What you need to do: Only lines with the string "sand" matter here; gather them from the material below.

┄┄┄┄┄┄┄┄┄┄┄┄┄┄┄┄┄┄┄┄

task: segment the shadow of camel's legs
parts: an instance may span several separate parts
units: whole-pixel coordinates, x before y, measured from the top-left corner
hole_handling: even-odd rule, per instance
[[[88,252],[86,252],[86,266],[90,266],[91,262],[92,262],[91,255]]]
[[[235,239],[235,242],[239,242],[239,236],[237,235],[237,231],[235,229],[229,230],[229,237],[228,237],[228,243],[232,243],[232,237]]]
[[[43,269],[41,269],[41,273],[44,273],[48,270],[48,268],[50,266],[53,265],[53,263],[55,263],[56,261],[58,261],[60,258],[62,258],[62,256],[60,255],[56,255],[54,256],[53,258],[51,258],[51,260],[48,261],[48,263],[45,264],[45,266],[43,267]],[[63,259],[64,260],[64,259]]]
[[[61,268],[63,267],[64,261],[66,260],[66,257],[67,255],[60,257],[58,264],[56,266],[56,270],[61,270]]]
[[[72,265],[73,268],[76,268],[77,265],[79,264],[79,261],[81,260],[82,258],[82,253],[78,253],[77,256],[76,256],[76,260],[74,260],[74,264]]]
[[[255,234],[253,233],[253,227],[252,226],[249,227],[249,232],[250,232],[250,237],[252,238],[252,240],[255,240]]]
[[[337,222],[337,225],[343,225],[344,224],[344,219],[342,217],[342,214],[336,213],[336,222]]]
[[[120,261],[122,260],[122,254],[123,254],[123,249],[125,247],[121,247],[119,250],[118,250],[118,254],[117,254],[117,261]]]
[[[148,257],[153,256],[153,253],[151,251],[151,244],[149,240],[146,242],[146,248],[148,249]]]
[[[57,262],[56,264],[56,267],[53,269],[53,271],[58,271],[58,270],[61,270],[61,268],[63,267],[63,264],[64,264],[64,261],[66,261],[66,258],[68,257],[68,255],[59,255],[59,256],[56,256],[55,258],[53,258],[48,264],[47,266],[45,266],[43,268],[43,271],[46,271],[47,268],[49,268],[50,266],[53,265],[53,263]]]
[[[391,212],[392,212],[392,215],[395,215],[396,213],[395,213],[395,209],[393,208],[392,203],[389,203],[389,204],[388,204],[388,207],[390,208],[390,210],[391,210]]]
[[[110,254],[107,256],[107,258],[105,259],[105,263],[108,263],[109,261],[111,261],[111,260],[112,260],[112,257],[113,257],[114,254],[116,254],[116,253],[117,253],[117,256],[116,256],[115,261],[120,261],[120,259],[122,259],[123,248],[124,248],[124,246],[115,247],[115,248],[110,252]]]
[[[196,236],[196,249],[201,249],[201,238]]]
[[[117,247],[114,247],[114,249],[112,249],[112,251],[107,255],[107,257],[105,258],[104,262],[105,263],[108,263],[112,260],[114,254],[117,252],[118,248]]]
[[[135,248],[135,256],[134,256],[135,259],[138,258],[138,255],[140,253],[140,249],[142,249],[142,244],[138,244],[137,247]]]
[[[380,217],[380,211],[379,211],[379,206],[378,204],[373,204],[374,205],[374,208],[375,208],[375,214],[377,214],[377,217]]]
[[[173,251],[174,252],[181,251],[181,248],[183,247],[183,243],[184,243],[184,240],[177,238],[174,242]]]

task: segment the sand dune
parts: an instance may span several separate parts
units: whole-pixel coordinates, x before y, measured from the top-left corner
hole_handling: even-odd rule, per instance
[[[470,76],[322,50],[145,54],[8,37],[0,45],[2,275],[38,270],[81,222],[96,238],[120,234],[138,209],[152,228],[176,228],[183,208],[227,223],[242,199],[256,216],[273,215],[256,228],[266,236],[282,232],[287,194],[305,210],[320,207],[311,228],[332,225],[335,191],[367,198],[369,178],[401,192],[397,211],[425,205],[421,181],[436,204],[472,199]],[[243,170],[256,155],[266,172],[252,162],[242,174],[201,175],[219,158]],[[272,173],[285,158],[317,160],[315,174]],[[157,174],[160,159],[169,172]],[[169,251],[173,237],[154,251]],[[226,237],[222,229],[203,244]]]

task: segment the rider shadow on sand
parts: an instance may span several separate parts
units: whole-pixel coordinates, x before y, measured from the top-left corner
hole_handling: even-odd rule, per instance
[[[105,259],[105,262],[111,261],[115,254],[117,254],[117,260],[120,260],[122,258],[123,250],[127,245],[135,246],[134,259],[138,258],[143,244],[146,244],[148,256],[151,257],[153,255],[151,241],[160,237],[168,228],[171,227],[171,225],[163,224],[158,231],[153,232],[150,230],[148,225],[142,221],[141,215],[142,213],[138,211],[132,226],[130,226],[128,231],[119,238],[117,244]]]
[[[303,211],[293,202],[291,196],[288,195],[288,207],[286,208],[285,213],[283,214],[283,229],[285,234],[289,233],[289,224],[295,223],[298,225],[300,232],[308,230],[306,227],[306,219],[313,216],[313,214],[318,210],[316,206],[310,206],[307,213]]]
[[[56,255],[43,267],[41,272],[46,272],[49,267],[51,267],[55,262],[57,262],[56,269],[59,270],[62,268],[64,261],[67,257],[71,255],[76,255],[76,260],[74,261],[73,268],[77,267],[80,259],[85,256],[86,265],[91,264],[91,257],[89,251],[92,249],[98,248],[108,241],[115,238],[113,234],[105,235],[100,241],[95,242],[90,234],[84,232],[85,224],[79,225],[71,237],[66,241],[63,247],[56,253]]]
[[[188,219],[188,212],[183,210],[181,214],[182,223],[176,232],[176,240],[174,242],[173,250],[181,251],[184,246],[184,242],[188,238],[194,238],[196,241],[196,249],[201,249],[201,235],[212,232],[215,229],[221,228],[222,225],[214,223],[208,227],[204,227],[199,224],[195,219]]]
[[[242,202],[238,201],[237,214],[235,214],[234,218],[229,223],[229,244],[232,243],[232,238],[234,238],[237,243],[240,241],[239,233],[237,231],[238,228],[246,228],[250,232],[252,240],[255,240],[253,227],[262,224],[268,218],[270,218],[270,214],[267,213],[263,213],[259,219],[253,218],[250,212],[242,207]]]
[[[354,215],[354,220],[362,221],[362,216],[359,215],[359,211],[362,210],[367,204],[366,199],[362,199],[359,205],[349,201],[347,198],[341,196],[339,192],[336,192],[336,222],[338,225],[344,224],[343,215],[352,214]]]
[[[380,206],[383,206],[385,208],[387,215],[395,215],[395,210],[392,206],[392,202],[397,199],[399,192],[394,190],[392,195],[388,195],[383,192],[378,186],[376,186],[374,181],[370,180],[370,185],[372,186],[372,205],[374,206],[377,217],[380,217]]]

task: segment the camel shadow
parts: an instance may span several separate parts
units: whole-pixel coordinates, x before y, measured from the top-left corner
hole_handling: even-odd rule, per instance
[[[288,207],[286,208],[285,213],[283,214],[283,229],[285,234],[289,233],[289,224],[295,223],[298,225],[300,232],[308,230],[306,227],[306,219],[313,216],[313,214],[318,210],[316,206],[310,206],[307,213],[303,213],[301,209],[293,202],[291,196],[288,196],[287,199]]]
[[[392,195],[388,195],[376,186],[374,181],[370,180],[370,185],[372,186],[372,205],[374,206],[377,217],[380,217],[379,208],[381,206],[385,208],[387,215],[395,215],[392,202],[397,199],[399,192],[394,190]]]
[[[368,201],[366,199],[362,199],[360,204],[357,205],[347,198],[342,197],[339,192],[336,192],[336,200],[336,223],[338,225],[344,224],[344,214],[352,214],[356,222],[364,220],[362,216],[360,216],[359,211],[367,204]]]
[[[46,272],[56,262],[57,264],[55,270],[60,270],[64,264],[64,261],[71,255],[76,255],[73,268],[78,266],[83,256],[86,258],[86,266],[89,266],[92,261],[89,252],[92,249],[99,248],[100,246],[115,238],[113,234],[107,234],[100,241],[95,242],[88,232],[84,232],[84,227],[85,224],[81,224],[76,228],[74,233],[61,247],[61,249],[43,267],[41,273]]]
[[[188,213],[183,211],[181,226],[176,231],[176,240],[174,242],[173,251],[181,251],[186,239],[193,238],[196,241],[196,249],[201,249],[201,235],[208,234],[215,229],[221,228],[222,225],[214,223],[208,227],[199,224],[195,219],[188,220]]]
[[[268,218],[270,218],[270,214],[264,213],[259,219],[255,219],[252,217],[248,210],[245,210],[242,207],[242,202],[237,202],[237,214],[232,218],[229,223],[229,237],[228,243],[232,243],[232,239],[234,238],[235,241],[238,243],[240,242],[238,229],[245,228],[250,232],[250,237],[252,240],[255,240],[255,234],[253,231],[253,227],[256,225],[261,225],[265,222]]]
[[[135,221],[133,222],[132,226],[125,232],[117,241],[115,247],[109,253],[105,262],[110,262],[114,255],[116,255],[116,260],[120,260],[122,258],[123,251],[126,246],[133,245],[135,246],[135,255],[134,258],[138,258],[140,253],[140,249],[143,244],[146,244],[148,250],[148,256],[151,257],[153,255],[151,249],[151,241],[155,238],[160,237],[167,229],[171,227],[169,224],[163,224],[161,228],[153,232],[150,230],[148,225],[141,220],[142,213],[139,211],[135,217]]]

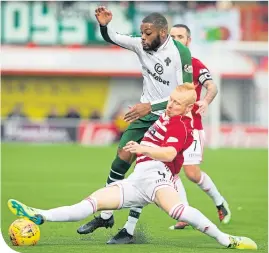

┄┄┄┄┄┄┄┄┄┄┄┄┄┄┄┄┄┄┄┄

Problem solution:
task: segment the sand dune
task: segment the rider shadow on sand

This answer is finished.